• [Document extract]:
Pouring-out velocity
When solving physics problems at school, I used a standard formula for the velocity of a jet pouring out of a hole, given the pressure inside the liquid and its density. But for a long time I couldn’t really derive this expression myself. And now I understand why.
The picture was inconsistent.
The equations themselves are trivial. On one hand, one can write energy as 𝑝𝑉. On the other hand, kinetic energy is ½ m v². So one writes pV = ½ m v². Using ρ=m/V, we immediately get a nice expression for the jet velocity (the whole thing is in the picture).
The problem is conceptual. There is no such volume whose one side is under pressure 𝑝, whose other side is under pressure 0, and which simultaneously accelerates from 𝑣=0 to v=v0. In school and even at university I felt this discrepancy intuitively, and because of that the derivation always felt like a trick rather than understanding.
Twenty-five years later, something suddenly clicked. It seems, I got it. An illusion, of course. Let me share it.
First: the streamtube.
A streamtube is an imaginary tube with an inlet, an outlet, and walls. The walls are formed by streamlines — curves tangent to the velocity of the fluid at every point. This construction is powerful because it lets us write an energy balance between inlet and outlet.
Crucially, there is no work done on the walls: pressure forces are perpendicular to the walls, motion is tangent to them, and the dot product of perpendicular vectors is zero.
So what is really going on?
Deep inside the liquid, the fluid is almost at rest and the pressure is maximal: 𝑣=0, 𝑝=𝑝0. At the center of the hole, the pressure is zero and the fluid has some non-zero velocity 𝑣, which we want to find.

• [Required tasks]:
1) Print the section of the essay on pouring-out velocity between "The equations themselves" and "in the picture).", inclusive.
2) Return each line of the records that contains the string "door". Case counts.

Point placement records
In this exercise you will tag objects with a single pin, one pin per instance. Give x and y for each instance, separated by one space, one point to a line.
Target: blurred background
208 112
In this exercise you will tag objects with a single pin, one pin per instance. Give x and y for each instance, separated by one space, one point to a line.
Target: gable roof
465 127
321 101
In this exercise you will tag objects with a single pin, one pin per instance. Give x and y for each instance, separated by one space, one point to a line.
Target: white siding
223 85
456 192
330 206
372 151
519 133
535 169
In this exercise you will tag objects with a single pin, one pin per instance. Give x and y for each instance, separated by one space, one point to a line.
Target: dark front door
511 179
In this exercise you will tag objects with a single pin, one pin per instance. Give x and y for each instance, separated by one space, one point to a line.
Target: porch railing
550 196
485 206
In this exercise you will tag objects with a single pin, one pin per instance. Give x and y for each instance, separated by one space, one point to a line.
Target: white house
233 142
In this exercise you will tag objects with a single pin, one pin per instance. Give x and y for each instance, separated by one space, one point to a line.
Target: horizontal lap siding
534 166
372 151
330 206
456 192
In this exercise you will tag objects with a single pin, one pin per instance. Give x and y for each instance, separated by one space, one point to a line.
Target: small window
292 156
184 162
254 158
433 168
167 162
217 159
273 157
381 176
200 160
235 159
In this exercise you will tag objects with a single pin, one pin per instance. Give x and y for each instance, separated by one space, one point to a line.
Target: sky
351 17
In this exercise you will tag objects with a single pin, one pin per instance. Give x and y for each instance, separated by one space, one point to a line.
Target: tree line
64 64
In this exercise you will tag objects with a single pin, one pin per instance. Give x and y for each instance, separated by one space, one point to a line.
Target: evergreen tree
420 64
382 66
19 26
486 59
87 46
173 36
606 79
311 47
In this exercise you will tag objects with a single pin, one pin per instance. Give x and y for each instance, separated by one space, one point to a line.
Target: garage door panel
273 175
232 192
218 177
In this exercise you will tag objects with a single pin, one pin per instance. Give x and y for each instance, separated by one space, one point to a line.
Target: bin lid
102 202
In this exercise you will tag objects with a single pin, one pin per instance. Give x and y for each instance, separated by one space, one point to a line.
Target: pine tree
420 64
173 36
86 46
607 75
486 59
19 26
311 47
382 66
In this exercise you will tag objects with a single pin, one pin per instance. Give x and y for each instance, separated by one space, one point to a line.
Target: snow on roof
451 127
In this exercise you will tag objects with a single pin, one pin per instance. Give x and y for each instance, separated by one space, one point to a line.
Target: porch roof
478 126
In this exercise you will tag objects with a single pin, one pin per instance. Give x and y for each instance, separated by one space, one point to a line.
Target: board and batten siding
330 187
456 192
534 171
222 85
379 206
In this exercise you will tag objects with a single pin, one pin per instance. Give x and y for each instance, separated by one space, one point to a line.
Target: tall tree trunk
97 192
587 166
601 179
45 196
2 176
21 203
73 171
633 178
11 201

• [Task-by-task solutions]:
1)
The equations themselves are trivial. On one hand, one can write energy as 𝑝𝑉. On the other hand, kinetic energy is ½ m v². So one writes pV = ½ m v². Using ρ=m/V, we immediately get a nice expression for the jet velocity (the whole thing is in the picture).

2)
Target: dark front door
Target: garage door panel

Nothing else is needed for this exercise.